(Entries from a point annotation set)
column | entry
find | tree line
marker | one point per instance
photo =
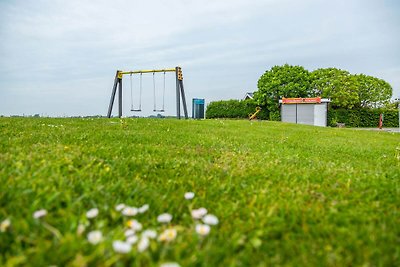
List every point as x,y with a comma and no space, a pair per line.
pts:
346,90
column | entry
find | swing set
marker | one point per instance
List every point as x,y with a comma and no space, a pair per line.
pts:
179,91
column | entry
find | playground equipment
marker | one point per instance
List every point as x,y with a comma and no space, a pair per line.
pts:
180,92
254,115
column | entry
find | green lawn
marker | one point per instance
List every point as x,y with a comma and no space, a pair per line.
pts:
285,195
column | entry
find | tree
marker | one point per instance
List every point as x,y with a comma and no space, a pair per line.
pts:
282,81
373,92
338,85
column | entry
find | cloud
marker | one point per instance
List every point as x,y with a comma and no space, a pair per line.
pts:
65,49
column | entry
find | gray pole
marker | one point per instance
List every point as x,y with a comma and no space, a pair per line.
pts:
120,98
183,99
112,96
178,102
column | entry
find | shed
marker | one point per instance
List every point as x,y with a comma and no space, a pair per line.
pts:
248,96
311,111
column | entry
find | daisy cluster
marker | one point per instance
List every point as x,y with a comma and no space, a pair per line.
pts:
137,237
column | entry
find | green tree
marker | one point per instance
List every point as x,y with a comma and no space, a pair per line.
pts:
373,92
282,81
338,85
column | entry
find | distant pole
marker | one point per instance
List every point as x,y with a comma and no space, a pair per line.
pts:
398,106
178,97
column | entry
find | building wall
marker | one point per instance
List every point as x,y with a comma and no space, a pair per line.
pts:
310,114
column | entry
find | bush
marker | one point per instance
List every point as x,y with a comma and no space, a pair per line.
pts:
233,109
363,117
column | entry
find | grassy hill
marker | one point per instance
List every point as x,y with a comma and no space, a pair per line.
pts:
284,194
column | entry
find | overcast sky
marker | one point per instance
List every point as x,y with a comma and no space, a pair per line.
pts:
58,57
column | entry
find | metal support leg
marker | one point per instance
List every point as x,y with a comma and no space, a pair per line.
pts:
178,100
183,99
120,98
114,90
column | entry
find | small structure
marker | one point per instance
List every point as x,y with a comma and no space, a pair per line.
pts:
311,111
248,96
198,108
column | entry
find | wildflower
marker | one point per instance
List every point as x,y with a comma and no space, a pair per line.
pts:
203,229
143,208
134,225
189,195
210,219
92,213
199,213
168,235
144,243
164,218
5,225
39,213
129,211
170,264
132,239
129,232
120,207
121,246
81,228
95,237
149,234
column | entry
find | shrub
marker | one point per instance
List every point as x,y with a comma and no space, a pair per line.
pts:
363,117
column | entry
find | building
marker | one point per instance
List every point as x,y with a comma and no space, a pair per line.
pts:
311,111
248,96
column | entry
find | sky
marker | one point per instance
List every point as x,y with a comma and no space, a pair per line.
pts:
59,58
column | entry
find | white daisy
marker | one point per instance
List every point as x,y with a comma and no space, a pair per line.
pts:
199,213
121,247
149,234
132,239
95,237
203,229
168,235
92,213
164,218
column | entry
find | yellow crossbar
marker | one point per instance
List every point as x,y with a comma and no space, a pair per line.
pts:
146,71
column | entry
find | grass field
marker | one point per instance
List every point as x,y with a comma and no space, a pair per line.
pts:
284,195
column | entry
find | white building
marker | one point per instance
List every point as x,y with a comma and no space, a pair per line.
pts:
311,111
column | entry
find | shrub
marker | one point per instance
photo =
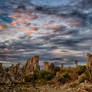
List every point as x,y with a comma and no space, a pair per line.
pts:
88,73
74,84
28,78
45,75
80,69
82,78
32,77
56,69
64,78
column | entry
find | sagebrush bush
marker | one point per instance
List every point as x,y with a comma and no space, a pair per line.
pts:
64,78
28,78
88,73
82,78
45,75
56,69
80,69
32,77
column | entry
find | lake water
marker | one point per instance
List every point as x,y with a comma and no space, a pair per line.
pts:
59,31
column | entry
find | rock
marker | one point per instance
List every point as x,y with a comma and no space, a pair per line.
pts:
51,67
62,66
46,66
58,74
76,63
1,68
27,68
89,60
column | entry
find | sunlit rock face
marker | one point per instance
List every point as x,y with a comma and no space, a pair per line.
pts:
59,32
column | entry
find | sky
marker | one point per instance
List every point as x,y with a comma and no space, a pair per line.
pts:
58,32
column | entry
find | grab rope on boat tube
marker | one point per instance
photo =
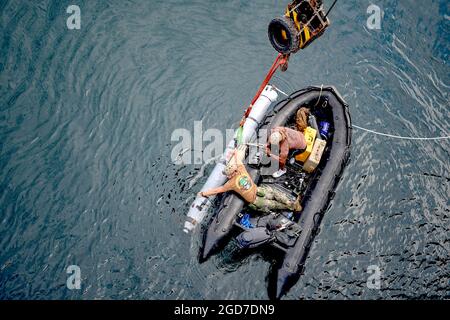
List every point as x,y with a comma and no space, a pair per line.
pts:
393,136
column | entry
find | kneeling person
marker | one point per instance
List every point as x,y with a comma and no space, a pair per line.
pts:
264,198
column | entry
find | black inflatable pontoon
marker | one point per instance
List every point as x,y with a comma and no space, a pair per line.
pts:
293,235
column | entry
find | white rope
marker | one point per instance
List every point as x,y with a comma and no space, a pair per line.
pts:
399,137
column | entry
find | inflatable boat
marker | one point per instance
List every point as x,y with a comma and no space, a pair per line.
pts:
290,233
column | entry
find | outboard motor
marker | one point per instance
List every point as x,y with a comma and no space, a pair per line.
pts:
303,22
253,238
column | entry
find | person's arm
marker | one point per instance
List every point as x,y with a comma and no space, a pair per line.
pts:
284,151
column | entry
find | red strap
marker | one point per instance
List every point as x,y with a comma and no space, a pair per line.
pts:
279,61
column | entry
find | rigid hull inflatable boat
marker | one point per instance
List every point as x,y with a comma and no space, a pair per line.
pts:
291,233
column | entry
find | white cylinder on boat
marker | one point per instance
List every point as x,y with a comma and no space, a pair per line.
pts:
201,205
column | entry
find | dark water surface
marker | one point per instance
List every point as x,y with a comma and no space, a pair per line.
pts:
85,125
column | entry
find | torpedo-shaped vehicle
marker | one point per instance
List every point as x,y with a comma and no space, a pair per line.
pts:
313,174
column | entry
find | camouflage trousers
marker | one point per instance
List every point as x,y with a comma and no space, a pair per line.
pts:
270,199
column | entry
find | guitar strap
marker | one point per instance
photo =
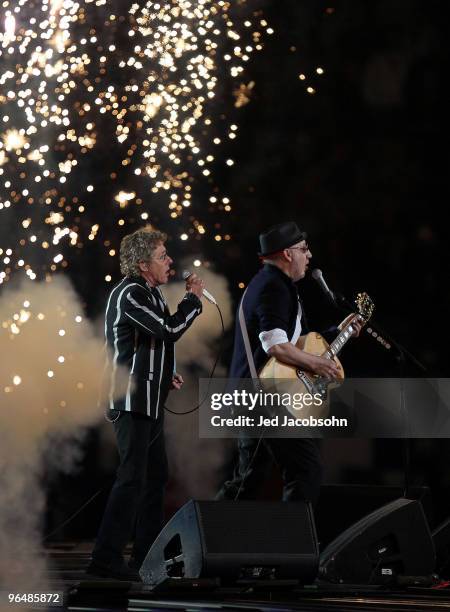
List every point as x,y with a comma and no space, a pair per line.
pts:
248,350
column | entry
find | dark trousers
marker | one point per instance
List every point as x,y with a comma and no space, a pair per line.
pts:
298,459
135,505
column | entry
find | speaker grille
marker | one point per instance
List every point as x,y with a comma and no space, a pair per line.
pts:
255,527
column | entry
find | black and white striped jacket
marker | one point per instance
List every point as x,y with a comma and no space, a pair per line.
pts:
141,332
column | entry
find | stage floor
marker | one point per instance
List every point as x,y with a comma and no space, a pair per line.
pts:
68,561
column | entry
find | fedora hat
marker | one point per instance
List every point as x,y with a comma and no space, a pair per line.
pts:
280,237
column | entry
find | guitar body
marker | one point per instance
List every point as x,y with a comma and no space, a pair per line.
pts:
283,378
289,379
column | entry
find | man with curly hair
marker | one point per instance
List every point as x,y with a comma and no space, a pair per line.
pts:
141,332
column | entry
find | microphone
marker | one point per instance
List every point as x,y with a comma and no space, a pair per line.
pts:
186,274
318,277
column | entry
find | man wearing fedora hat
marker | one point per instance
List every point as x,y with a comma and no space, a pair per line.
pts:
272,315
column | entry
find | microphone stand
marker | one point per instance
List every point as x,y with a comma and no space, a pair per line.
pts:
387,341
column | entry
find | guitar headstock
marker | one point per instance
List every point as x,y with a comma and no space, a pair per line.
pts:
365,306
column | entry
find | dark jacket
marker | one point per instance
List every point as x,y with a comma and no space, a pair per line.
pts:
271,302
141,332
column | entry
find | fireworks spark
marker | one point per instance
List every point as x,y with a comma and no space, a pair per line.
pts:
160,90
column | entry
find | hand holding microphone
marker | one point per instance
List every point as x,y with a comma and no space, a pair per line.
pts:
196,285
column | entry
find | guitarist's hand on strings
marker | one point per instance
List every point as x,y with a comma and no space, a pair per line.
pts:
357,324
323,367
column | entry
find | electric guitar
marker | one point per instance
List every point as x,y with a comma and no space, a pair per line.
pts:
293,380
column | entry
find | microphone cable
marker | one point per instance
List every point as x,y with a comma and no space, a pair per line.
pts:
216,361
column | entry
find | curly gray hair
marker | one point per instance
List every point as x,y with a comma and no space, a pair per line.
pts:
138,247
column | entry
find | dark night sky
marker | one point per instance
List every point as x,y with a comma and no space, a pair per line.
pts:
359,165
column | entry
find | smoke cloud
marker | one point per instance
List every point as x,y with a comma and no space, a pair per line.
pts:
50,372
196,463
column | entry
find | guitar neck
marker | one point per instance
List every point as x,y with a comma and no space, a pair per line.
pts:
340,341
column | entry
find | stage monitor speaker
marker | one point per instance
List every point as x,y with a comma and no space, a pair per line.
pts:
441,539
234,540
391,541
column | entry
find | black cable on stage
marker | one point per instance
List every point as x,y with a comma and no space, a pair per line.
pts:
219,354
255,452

---

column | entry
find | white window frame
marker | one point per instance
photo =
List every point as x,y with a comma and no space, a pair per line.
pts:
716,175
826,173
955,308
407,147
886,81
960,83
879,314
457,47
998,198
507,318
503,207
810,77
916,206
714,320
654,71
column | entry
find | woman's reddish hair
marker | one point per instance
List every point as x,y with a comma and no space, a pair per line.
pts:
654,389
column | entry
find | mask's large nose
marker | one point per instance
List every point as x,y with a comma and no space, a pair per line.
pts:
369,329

* * *

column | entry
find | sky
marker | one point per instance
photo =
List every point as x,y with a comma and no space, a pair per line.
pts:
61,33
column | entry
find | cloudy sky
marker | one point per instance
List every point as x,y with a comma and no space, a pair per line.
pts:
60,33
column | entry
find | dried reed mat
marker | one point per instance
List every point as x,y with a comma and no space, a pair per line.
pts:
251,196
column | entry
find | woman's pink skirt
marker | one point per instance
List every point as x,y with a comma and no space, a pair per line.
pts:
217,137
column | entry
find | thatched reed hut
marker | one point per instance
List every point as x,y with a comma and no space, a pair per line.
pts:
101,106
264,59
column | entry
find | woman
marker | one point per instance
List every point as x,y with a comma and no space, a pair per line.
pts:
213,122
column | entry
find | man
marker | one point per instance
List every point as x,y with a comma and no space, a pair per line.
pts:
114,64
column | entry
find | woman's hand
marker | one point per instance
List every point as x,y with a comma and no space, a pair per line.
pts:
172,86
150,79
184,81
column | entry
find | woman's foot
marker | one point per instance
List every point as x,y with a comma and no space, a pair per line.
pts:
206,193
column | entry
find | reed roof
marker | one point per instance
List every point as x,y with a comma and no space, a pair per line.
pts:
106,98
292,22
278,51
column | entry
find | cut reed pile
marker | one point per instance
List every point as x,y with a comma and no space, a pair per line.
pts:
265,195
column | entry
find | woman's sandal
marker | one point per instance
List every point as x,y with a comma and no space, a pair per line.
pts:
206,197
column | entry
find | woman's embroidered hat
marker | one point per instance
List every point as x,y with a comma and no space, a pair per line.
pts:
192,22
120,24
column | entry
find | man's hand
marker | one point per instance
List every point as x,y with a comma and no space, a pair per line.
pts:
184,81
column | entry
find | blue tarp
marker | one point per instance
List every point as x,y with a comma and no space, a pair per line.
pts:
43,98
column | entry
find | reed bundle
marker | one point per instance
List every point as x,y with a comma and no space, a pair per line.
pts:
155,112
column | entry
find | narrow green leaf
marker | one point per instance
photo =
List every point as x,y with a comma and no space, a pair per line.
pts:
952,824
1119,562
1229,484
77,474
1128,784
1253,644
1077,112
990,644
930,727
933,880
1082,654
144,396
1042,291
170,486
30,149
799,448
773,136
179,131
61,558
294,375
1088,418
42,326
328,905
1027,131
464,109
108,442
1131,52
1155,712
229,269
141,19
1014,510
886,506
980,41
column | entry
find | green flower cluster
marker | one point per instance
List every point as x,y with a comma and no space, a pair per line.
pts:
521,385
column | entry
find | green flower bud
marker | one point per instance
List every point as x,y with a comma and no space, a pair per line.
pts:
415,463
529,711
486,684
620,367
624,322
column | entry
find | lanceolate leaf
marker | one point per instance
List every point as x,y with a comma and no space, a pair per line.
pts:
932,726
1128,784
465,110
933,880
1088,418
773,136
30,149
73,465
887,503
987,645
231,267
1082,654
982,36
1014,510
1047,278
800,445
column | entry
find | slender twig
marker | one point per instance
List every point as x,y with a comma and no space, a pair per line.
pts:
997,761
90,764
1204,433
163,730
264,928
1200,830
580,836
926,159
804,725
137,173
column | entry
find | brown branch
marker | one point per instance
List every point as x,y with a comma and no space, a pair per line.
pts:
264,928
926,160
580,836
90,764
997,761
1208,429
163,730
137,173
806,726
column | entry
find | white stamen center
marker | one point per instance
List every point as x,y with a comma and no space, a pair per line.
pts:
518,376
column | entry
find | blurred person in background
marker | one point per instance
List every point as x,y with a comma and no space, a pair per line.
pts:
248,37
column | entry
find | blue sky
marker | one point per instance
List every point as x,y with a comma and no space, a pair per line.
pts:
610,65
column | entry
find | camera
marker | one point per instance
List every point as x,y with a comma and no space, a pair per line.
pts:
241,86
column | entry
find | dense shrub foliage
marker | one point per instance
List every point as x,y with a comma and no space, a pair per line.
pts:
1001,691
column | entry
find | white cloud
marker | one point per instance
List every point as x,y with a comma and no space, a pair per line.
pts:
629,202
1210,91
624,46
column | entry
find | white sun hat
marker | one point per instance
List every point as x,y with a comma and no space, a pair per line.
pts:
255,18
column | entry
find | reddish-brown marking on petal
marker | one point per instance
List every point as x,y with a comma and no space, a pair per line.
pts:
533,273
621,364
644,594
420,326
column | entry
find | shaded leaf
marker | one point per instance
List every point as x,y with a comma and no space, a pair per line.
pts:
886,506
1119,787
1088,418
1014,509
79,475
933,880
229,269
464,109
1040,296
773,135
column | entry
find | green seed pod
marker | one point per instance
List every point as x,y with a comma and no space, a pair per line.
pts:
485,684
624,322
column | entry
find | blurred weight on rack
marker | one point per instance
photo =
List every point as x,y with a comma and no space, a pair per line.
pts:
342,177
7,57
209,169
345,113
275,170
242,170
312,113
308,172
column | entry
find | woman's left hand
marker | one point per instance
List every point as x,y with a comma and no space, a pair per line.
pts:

What to work on:
Gather every line of the rows above that contains the string "trousers", and copy each one as it appears.

Completed task:
find | camouflage trousers
find | dark trousers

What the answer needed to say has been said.